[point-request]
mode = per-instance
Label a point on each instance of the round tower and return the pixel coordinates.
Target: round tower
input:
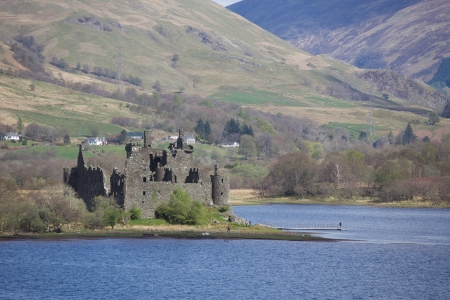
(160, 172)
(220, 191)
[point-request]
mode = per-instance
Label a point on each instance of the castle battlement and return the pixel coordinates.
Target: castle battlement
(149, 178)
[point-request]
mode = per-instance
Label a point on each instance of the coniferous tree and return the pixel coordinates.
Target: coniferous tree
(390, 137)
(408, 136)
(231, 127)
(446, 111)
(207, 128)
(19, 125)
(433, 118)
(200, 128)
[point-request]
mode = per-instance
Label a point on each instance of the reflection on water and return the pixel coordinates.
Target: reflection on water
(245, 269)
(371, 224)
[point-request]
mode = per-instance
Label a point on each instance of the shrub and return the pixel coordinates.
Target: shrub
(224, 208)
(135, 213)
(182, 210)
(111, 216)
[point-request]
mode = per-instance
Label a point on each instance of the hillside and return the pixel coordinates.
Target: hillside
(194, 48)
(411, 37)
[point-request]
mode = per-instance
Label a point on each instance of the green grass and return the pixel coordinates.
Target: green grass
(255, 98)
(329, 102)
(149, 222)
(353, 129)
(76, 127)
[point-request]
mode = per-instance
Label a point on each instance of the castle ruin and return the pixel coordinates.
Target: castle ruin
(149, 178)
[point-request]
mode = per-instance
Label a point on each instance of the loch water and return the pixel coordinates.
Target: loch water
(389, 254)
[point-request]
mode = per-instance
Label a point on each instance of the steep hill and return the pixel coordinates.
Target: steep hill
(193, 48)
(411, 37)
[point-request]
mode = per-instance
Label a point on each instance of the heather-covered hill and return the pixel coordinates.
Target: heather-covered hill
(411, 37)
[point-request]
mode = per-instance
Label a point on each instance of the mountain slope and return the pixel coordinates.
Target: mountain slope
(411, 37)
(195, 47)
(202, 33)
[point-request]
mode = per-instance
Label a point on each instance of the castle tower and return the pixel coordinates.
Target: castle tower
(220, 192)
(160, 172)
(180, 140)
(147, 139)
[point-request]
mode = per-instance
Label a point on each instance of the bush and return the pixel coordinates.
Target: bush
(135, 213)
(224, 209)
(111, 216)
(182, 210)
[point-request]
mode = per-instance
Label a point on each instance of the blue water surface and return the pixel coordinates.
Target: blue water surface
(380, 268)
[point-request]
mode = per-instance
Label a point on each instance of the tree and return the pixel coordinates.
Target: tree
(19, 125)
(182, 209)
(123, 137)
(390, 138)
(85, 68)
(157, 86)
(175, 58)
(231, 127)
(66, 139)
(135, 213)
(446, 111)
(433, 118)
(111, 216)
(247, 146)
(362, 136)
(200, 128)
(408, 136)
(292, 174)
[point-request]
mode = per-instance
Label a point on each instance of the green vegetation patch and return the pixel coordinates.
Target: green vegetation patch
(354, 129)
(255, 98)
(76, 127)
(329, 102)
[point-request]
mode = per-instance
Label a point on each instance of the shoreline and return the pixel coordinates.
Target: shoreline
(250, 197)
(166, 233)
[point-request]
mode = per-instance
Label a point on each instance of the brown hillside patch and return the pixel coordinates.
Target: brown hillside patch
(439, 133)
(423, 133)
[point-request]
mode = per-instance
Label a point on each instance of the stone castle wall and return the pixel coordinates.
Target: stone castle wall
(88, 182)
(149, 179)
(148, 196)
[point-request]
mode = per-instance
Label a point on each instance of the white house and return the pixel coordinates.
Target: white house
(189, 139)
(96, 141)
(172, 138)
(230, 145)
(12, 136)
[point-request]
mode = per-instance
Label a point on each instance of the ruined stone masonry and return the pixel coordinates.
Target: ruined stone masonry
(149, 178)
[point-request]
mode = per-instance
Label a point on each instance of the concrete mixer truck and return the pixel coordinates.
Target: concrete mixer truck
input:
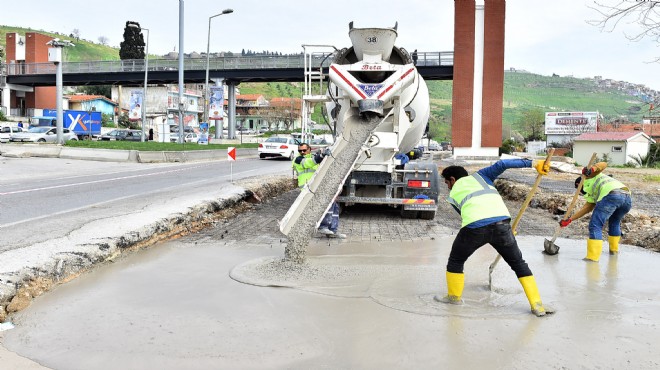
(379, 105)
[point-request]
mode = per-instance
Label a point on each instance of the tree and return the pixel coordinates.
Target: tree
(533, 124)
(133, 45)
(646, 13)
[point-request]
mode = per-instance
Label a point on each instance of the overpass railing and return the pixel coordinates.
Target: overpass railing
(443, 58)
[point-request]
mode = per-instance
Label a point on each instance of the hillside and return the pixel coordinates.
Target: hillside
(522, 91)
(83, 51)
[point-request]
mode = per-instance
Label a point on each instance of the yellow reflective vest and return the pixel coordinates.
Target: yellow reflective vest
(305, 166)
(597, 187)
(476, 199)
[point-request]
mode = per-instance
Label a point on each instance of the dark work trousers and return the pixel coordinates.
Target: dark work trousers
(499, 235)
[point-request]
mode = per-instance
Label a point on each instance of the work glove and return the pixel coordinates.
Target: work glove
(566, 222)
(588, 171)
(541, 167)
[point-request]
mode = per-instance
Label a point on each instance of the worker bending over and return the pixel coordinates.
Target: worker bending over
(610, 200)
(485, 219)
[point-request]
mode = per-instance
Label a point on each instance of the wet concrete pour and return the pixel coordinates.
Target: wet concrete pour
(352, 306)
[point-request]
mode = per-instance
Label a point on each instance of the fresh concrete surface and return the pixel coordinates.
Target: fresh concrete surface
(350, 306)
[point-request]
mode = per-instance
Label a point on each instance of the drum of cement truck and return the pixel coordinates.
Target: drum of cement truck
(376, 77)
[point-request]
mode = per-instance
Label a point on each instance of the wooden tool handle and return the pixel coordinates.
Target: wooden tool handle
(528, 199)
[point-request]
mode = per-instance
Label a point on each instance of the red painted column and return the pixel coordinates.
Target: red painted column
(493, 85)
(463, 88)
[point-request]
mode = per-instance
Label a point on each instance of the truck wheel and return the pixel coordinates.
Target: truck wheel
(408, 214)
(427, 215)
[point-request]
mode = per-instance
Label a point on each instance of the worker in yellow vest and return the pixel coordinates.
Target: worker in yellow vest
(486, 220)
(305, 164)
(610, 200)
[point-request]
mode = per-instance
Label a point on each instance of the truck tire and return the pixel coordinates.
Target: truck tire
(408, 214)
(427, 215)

### Exercise requirements:
Please give an exact printout of all the records, pictures aside.

### Result:
[point-request]
mode = per-instance
Label a point on each instance of the round tower and return the pixel coordinates.
Target: round tower
input:
(160, 172)
(220, 191)
[point-request]
mode = per-instance
Label a point on each instance of the castle battlement and return the pixel coordinates.
Target: castle battlement
(149, 178)
[point-request]
mode = per-instance
Label a point on each instance of the coniferous tree and return the pixel coordinates.
Target: coniferous tree
(390, 137)
(408, 136)
(231, 127)
(446, 111)
(207, 128)
(19, 125)
(433, 118)
(200, 128)
[point-request]
mode = per-instance
Label a point on each instance of the reflection on water and return the pixel coordinates.
Target: reflection on water
(245, 269)
(371, 224)
[point-request]
mode = per-instance
Label a point on each instance of the shrub and return the pixel coordinates.
Target: shrub
(224, 208)
(135, 213)
(182, 210)
(111, 216)
[point-request]
mode = per-instance
Label a point on each instance of the hillside and return the pixel coordinates.
Target: hillside
(194, 48)
(411, 37)
[point-request]
mode = per-instance
Label a point on each instance of the green grass and return the pixel coordinates.
Target: green grass
(255, 98)
(329, 102)
(149, 222)
(353, 129)
(76, 127)
[point-request]
mode = per-instance
Label a point on each instance of the castle ruin and return the pixel coordinates.
Target: castle ruin
(149, 178)
[point-request]
mode = per-instance
Label a point on each instance of the loch water and return the pixel coordinates.
Target: loch water
(389, 254)
[point-request]
mode = per-instance
Label a point on each instance of the steep hill and return the pixel coordinates.
Target: steep hill
(193, 48)
(411, 37)
[point-request]
mode = per-instance
Label a point on each instance of the heather-covered hill and return the pixel coordinates.
Target: heather-covered hill
(411, 37)
[point-request]
mode = per-instance
Label a point on each instance of the mountain slope and return the pixel coordinates.
Target: mountain slope
(411, 37)
(195, 47)
(202, 33)
[point-request]
mode = per-instance
Label a point on each instance of the castle tower and return the pixel coordinates.
Target: castle tower
(220, 192)
(160, 172)
(180, 140)
(147, 139)
[point-request]
mode = per-instance
Label a point on each instance of the bush and return the pixel coordinates.
Target: bush
(135, 213)
(224, 209)
(111, 216)
(182, 210)
[point-request]
mode = per-instance
Label a point on each instance of the blue water surface and return the pixel coordinates.
Target: blue water surface
(380, 268)
[point-request]
mode = per-instance
Label a point on each instance of the tree and return the pixel coordinates.
Target: tree
(19, 125)
(182, 209)
(123, 137)
(390, 138)
(85, 68)
(157, 86)
(175, 58)
(231, 127)
(66, 139)
(135, 213)
(446, 111)
(433, 118)
(111, 216)
(247, 146)
(362, 136)
(200, 128)
(408, 136)
(292, 174)
[point-request]
mode = per-instance
Label a point on each instance of the green vegetation patch and return the pixel coordinates.
Target: green vegetation patch
(354, 129)
(255, 98)
(76, 127)
(329, 102)
[point-request]
mode = per-instance
Label a point on each instance of the shoreline and return the pixel coordinates.
Target: shoreline
(250, 197)
(166, 233)
[point-request]
mode = per-instance
Label a point on each instance of the brown hillside patch and return the pixel coordinates.
Target: brown hillside patch
(439, 133)
(423, 133)
[point-request]
mode = per-instance
Label a point on each instance of the stone castle wall and return the pixel coordinates.
Target: stone castle wall
(88, 182)
(149, 179)
(148, 196)
[point-request]
mode = per-instance
Label a point on each instance of the white house and return the pixel coordinates.
Target: white house
(189, 139)
(96, 141)
(172, 138)
(230, 145)
(12, 136)
[point-request]
mode = per-instance
Label a point on each instance of the ruined stone masonry and return the pixel coordinates.
Target: ruined stone masonry
(149, 178)
[point-request]
mode = per-instance
Label a point on each instance of the concrete mixer truck and return the pixel coordinates.
Target: concrete mixer truck
input:
(379, 105)
[point-request]
mode = per-instance
Label a point on each instance of the tree and return the pixel coordinates.
Target: tree
(533, 124)
(133, 45)
(646, 13)
[point-request]
mode = per-instance
Label a point on each instance of the overpass railing and return the pixel coordinates.
Target: overpass railing
(443, 58)
[point-request]
mode = per-instance
Label a point on each instance of the hillside and return the pixel coordinates.
Target: hillside
(522, 91)
(83, 51)
[point-request]
mode = per-instance
Label a point on each instance of the yellow reflective vest and return the pixel coordinates.
Target: yellow reflective vest
(305, 166)
(597, 187)
(476, 199)
[point-request]
mode = per-instance
Label a point on each instance of the dark work trousers and return the pixel coordinates.
Target: dark work trousers
(499, 235)
[point-request]
mode = per-instance
Label a point on each instance of the work glove and return the pixel coordinates.
Target: work glove
(566, 222)
(588, 171)
(541, 167)
[point-request]
mode = per-instance
Label a point on each instance of the worker bending over and return the pixel coordinates.
Target: worker bending over
(610, 200)
(485, 219)
[point-request]
mode = per-instance
Label a point on each instance of the wet concrete pour and return the pixel coordinates.
Target: wet concrete pour
(352, 306)
[point-request]
mode = per-instance
Label a point on each instance of the fresh concrete surface and return the pixel coordinates.
Target: fresh concrete surface
(350, 306)
[point-request]
mode = per-instance
Label a point on each instance of the drum of cement truck and return the pixel coordinates.
Target: drum of cement truck
(376, 77)
[point-request]
mode = per-instance
Label a point on each instance of the wooden tool handle and return the pixel coordinates.
Target: wooden tool handle
(528, 199)
[point-request]
mode = per-instance
Label a point on each instance of the red painted column and return the pixel coordinates.
Target: red painted column
(493, 85)
(463, 88)
[point-request]
mode = per-instance
Label a point on each instance of the truck wheel and return the pixel coordinates.
Target: truck wheel
(408, 214)
(427, 215)
[point-request]
mode = per-instance
Label a point on each instance of the worker in yellow vest and return the pixel coordinates.
Target: worker in yellow vest
(486, 220)
(305, 164)
(610, 200)
[point-request]
mode = per-instance
Label a point on each instance of the truck tire and return the pixel coordinates.
Target: truck tire
(408, 214)
(427, 215)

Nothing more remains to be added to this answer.